↓↓↓
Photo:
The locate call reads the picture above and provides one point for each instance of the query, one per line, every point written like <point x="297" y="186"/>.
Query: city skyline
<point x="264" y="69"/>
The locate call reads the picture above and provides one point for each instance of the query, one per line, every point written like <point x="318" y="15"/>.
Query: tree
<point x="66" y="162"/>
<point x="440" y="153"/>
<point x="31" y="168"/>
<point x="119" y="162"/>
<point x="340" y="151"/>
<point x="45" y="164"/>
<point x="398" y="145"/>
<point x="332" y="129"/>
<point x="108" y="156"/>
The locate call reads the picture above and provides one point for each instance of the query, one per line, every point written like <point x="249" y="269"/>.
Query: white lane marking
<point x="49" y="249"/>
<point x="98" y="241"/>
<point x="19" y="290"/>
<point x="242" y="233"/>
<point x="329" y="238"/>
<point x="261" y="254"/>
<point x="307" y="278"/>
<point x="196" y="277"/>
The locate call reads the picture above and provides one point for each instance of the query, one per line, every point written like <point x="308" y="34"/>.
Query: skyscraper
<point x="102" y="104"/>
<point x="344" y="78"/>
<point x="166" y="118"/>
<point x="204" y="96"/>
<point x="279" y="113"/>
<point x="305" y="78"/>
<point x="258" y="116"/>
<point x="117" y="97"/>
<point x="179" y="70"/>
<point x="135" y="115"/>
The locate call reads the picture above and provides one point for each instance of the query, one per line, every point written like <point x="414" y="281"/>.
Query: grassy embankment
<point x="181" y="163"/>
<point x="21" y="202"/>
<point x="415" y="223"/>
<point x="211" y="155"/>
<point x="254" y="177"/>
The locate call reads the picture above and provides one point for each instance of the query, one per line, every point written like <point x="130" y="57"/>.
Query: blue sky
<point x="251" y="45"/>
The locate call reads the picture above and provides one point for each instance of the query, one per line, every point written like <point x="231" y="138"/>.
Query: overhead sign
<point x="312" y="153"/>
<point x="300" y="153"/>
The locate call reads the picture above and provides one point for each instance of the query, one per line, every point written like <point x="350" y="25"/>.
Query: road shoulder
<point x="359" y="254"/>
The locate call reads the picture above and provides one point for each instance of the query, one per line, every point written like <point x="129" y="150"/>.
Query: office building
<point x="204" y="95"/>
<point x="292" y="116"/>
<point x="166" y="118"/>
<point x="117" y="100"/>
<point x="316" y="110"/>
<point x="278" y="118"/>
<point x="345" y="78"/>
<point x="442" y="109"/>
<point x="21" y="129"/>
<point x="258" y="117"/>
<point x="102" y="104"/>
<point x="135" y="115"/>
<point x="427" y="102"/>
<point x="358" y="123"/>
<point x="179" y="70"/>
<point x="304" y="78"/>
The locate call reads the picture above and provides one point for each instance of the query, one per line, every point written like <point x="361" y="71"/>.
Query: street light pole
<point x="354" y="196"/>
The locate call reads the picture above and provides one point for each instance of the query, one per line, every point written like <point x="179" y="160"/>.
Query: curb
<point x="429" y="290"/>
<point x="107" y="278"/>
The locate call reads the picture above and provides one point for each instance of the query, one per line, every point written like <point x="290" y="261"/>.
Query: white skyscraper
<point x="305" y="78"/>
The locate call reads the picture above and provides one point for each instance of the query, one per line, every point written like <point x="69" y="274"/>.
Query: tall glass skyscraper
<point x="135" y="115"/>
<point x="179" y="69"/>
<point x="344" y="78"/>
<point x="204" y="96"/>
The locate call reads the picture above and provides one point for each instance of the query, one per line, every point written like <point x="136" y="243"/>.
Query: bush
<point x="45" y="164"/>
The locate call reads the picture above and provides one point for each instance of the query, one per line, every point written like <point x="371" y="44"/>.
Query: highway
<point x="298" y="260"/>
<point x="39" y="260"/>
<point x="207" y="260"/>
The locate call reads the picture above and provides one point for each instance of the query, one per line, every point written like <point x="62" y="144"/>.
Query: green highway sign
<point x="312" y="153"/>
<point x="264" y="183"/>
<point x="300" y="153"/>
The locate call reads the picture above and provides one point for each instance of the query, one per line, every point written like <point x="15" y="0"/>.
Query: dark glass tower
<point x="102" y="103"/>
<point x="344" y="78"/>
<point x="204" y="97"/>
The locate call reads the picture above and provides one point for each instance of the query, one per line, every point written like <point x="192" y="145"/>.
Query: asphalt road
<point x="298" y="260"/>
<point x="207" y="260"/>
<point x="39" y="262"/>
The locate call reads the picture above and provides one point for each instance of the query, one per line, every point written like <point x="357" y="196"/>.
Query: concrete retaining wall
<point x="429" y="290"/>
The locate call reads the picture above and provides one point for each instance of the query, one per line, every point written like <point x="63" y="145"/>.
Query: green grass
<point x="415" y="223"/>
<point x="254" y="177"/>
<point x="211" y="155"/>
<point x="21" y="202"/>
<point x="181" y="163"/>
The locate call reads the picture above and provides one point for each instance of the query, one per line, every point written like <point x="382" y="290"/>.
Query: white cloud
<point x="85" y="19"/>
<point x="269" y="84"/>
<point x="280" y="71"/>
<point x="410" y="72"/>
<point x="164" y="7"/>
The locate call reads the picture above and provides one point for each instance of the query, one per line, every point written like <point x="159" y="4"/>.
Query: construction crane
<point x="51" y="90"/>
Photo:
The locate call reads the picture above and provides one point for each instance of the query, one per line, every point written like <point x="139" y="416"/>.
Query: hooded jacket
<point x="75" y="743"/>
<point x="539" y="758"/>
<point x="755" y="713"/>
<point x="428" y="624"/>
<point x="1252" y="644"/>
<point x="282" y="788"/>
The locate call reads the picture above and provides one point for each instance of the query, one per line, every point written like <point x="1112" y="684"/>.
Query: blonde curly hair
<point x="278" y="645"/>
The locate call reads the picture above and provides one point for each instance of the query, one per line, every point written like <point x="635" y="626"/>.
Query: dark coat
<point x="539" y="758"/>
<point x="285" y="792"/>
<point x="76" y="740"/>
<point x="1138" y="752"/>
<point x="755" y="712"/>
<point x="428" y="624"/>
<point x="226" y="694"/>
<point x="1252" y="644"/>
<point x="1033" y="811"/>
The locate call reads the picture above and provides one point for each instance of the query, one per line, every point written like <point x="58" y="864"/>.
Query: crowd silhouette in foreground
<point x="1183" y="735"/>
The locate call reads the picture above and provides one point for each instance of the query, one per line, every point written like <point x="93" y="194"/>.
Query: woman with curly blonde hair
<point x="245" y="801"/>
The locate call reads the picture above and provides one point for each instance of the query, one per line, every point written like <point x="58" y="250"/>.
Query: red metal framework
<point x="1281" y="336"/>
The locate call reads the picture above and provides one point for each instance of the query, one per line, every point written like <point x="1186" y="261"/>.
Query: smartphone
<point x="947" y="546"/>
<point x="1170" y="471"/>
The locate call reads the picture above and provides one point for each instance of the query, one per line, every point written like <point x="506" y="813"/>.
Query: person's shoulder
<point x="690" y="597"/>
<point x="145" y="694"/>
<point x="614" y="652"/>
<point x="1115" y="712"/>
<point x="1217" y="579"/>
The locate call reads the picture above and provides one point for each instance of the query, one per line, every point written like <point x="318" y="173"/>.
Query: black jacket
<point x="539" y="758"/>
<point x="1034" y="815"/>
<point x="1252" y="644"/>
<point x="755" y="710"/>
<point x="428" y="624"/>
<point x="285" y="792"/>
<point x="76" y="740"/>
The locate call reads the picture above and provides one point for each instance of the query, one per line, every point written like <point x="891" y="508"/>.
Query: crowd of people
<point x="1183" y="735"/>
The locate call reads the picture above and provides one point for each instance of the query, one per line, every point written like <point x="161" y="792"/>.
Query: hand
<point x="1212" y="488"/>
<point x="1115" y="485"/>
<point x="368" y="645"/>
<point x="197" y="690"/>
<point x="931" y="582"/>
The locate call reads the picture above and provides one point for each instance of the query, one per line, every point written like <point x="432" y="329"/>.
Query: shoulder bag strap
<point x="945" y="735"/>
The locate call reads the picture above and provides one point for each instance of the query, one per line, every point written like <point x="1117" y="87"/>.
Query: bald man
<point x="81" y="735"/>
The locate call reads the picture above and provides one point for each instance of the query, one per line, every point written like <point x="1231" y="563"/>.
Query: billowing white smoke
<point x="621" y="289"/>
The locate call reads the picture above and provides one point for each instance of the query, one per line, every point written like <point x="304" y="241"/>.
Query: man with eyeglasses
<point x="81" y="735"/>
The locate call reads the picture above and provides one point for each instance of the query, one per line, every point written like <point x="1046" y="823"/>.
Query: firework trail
↑↑↑
* _Aim of the task_: In the listing above, find the line with "Query: bald man" and set down that line and all after it exactly, through the final line.

* _Expected output_:
Query: bald man
<point x="81" y="735"/>
The locate call reads the picture above and provides one point for each instance of the query, one per line, every point written like <point x="1231" y="563"/>.
Query: billowing white smoke
<point x="621" y="289"/>
The locate call reads the picture above and provides one point for each instance of the query, one per line, every point written like <point x="304" y="241"/>.
Query: man with eyeglasses
<point x="81" y="735"/>
The locate call reads the picture above and provides one point for each instance of the query, one per line, every point written like <point x="1046" y="823"/>.
Query: firework trail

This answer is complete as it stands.